**Written instruction**
Can you copy out every item below word for word, leaving the pictures out?

**Provided entries**
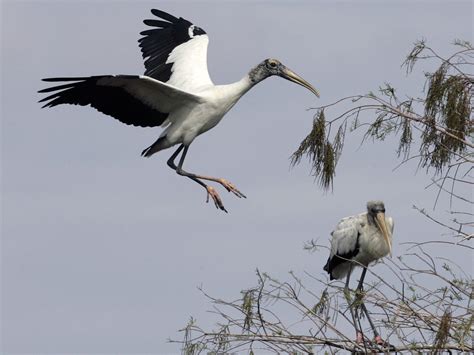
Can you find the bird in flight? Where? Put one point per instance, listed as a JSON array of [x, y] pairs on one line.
[[357, 241], [175, 92]]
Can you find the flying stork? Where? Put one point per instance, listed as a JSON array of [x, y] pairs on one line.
[[176, 92], [357, 241]]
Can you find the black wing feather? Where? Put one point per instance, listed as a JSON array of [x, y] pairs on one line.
[[157, 44], [339, 259], [110, 100]]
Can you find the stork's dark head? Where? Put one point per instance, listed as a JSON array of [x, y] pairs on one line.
[[376, 211], [271, 67]]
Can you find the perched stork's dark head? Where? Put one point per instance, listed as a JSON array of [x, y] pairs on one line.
[[376, 210], [271, 67]]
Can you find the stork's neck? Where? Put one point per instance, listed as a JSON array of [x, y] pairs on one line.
[[370, 219]]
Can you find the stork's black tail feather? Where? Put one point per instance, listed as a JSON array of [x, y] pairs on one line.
[[160, 144]]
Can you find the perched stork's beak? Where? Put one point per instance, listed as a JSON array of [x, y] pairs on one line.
[[380, 221], [291, 76]]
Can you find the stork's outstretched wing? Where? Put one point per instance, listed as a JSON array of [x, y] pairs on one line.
[[134, 100], [175, 52]]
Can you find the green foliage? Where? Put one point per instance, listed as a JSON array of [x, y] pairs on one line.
[[447, 105], [320, 151], [445, 120]]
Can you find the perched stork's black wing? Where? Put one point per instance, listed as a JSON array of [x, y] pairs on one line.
[[344, 246], [175, 51], [134, 100]]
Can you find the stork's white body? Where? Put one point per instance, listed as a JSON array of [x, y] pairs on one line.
[[176, 91], [360, 241], [195, 118]]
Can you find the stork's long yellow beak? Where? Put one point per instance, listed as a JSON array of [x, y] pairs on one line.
[[380, 221], [292, 76]]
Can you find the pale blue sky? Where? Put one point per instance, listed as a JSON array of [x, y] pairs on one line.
[[102, 250]]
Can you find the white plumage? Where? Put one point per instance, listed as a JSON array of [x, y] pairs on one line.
[[360, 241], [176, 91], [357, 241]]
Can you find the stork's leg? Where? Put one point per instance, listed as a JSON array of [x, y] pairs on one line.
[[355, 318], [359, 299], [210, 190], [227, 184]]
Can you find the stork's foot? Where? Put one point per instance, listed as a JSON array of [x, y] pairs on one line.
[[215, 197], [231, 188]]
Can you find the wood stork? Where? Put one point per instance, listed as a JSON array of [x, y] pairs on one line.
[[176, 91], [357, 241]]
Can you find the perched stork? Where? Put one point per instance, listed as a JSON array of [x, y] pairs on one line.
[[176, 92], [357, 241]]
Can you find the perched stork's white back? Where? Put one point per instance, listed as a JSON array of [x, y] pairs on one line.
[[357, 241], [176, 91]]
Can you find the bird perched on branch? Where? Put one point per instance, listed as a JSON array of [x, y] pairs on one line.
[[176, 92], [357, 241]]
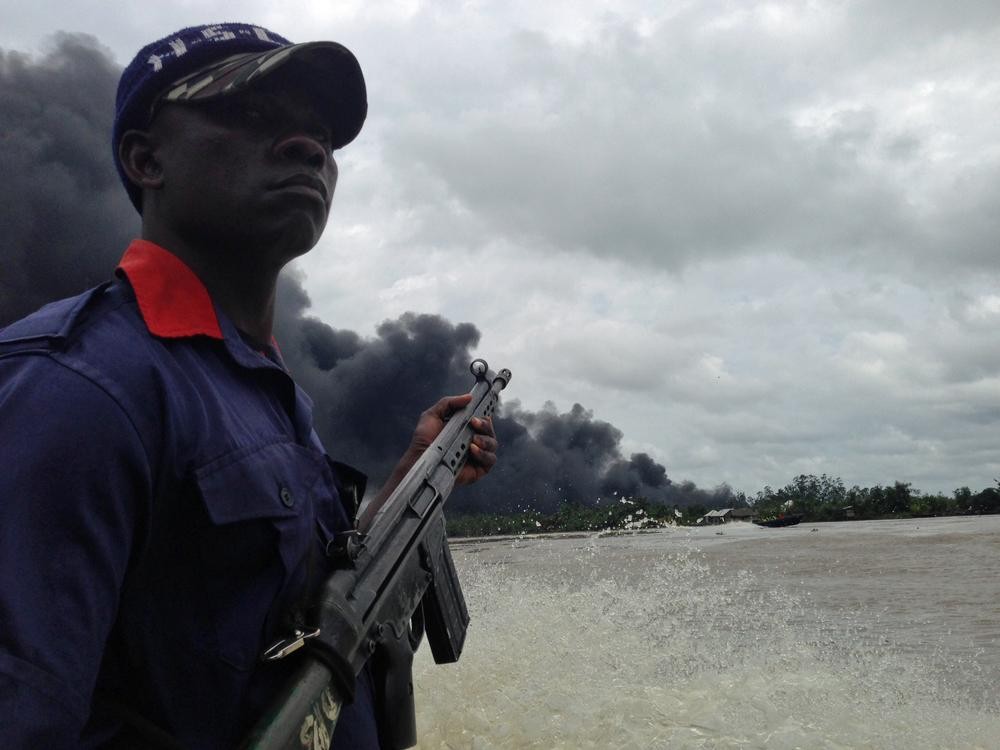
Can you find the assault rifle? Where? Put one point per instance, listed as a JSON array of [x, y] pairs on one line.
[[391, 585]]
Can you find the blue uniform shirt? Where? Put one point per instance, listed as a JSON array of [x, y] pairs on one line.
[[164, 501]]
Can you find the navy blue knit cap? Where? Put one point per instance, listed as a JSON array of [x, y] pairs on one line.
[[202, 62]]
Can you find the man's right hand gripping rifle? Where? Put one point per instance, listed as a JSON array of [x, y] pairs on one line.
[[395, 580]]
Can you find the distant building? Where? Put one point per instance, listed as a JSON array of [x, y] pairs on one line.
[[718, 516], [725, 515]]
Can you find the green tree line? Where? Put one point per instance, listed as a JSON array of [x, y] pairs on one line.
[[822, 498]]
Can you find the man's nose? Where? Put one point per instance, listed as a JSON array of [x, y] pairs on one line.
[[303, 148]]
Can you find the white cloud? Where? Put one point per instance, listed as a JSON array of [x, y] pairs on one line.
[[761, 239]]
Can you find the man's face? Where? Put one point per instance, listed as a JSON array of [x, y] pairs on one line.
[[252, 171]]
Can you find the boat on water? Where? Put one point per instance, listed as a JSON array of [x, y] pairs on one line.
[[789, 520]]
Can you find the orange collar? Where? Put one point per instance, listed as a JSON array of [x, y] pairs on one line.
[[172, 300]]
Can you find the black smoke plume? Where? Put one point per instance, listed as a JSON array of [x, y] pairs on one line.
[[66, 219]]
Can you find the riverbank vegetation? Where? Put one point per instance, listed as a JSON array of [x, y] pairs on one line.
[[822, 498]]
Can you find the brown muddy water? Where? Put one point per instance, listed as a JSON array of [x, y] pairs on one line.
[[871, 634]]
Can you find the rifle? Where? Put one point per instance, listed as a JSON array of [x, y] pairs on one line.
[[391, 585]]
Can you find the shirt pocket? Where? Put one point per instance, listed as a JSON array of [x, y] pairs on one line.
[[260, 504]]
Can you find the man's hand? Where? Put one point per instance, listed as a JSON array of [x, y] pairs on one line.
[[482, 450], [481, 458]]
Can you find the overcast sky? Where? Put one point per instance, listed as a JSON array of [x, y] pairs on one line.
[[759, 238]]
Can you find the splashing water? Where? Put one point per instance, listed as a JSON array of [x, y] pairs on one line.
[[578, 643]]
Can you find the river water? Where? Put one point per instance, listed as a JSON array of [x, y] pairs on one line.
[[868, 634]]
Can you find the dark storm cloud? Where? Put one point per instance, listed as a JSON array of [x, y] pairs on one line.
[[369, 393], [66, 220], [65, 217]]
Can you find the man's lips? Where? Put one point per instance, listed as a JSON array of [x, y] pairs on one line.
[[308, 182]]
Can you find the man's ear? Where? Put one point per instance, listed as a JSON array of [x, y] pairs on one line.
[[138, 159]]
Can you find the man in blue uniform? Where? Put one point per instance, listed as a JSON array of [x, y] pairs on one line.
[[164, 499]]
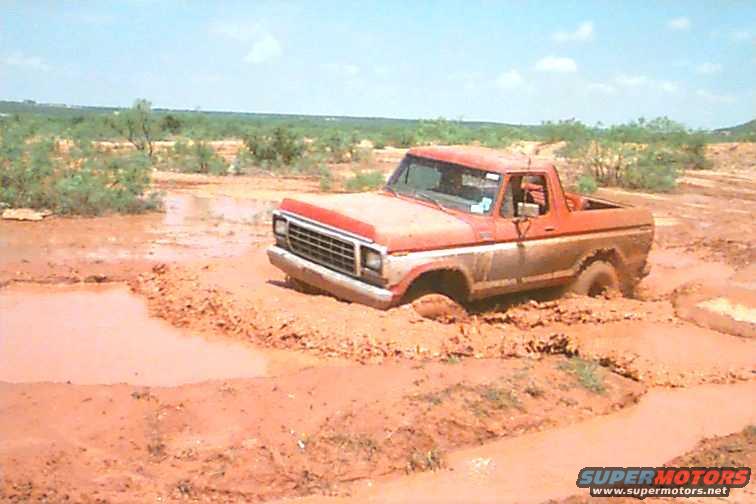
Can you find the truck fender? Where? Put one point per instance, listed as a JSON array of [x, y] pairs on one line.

**Task answer**
Can you find the bird in flight? Where? Put one point per instance, listed as a JSON array of [x, y] pairs on one line.
[[357, 241], [175, 92]]
Can you find the flying stork? Where? Put one point per instance, listed as a JSON array of [x, y] pairs on one line.
[[176, 92], [357, 241]]
Can you find the black wing feather? Where? Put one point per instance, listed as a JSON array of [x, y] pairs on one line.
[[157, 44], [339, 259], [110, 100]]
Can you find the stork's dark head? Where? Put one point per instance, listed as a JSON array of [x, y] pairs on one line.
[[376, 211], [271, 67]]
Can you find the perched stork's dark head? Where? Put one point per instance, listed as a JSON array of [x, y] pairs on one line.
[[376, 210], [271, 67]]
Can you find the stork's neck? Where? Put one point per instance, listed as a JSON array of [x, y] pairs on one line.
[[370, 219]]
Can you find the stork's black tail feather? Where? Put one point per instance, listed as a JSON array of [x, y] pairs on one line.
[[160, 144]]
Can you find the perched stork's beak? Where? Put one point per instance, listed as a JSON array of [x, y] pairs on one line.
[[380, 221], [291, 76]]
Can you find the stork's outstretched wing? Where? Put one point per instance, listed as a JSON array of [x, y] pairs on one line.
[[134, 100], [175, 52]]
Can you find the green foliage? Where? Put one point per instance, listed as a JSON array of [x, y] pairs on one line.
[[447, 105], [320, 151], [445, 120]]
Can you find the perched stork's black wing? Where? Put one point per instance, listed as a JSON array of [x, y] pairs on one line.
[[344, 246], [175, 51], [134, 100]]
Can you find the stork's white body? Where? Put one point per instance, listed as a JSON array of [x, y] pairs on one line.
[[176, 91], [360, 241], [195, 118]]
Can you find the stork's long yellow beak? Where? Put one point per instance, listed as a JSON array of [x, y] pairs on one line.
[[380, 221], [292, 76]]
Can you find the pale blue sky? Where? Put one point per instance, listed as a JSON array of [x, y] pairs on one line.
[[102, 250]]
Can you find the white plumage? Where? Put one point per instance, listed as a JSON array of [x, y] pairs on one line.
[[360, 241], [176, 91], [357, 241]]
Can you find the stork's leg? Where? Put one point per instance, listed as a JSON array of [x, y] pairs on one line.
[[355, 318], [359, 299], [210, 190], [227, 184]]
Can you find the stork's foot? Where? Put one point per instance, listed as a JSON array of [x, y] pairs on one line.
[[215, 197], [231, 188]]
Can you find the wood stork? Where? Put one point per instance, listed as a JSON array of [x, y] pairs on one line.
[[176, 91], [357, 241]]
Can you find the perched stork? Where? Put one point per instance, listed as a JSON array of [x, y] pairs on one line.
[[176, 92], [357, 241]]
Can you find the perched stork's white back? Where? Put one point per instance, listed as a JSON array of [x, y] pairs on one line.
[[357, 241], [176, 91]]
Can you find the bird perched on branch? Where? Put one point per instance, listed as a JSON array of [x, y] pairs on one line.
[[176, 92], [357, 241]]
Can you find the assault rifle? Where? Put one point per instance, listed as a JSON array of [x, y] pairs on one line.
[[391, 585]]
Can you find the blue uniform shirt? Where? Put one point per instance, listed as a JSON array of [x, y] pairs on one line.
[[164, 501]]
Can you find the navy blue knit cap? Where? Put one point per instance, listed as a JSON array of [x, y] pairs on one line.
[[202, 62]]
Can you find the man's right hand gripping rifle? Where? Put one point per instance, listed as a JSON array of [x, y] pairs on one line.
[[395, 580]]
Can you find the distant building? Where? Put one point per instance, listed as a JSON array of [x, y] pairs on one line.
[[718, 516], [725, 515]]
Can you find the green tree line? Where? Put one point per instance, listed as a JSON array of [x, y] pairs on one line.
[[822, 498]]
Can you find the man's nose? Where? Put one point per instance, listed as a JSON array of [x, y] pairs on one line.
[[303, 148]]
Can you find the white cloud? Where? Put one point per instance, listed as a JSON array of [x, y] pairs on one line.
[[761, 239]]
Can you find the man's face? Where? Put one point per instance, listed as a JSON array of [x, y] pairs on one line.
[[252, 171]]
Can you find the boat on water? Where? Put one point per instance, listed as a JSON array of [x, y] pairs on one line.
[[789, 520]]
Can you find the orange collar? Where? Put one point per instance, listed as a JSON array of [x, y] pairs on one line.
[[172, 300]]
Can you find the black smoke plume? Where? Put one point per instance, listed as a JSON array of [x, y] pairs on one line.
[[66, 219]]
Can you find the riverbank vegetation? Where? Put one point per instance, listed as a JSON array of [x, y] pairs on one line.
[[822, 498]]
Can you find the brown muddy water? Where? Put one point per instance, listed as a JSON array of [x, y] pairs on one line.
[[871, 634]]
Can you find the rifle? Where? Put one point per instance, listed as a JSON array of [x, y] pairs on one line.
[[391, 585]]
Can you find the shirt pocket? Where? Put one point per instance, listed as a JSON array of [x, y] pairs on one line.
[[260, 504]]
Can you find the man's hand? Where? Put one point per instance, listed as a JSON array of [x, y] pairs on one line.
[[482, 450], [481, 458]]
Can you find the overcast sky? Where? Put one point per instance, listed as a JSON array of [x, y] pairs on one line.
[[759, 238]]
Can you find the splashing water? Where? Put one point per instance, listed as a JSON array of [x, y] pairs on one line.
[[578, 643]]
Can you find the river water? Where? Put one point per instance, listed as a JSON array of [x, y] pairs on one line.
[[868, 634]]
Can you find the dark storm cloud? Where? Put one point per instance, listed as a JSON array of [x, y] pairs on one line.
[[369, 393], [66, 220], [65, 217]]
Can you find the man's lips? Where? Put one point per instance, listed as a JSON array of [x, y] pairs on one line.
[[308, 182]]
Can you find the man's ear? Where? Put one point per instance, listed as a JSON array of [x, y] pairs on one line.
[[138, 159]]
Can you find the man in blue uniform? Where? Put one point per instance, listed as a JSON array of [x, y] pairs on one line.
[[164, 499]]
Can you find the truck fender? Where? Put one point per instance, listed as a JSON array of [x, y] pairs on one line.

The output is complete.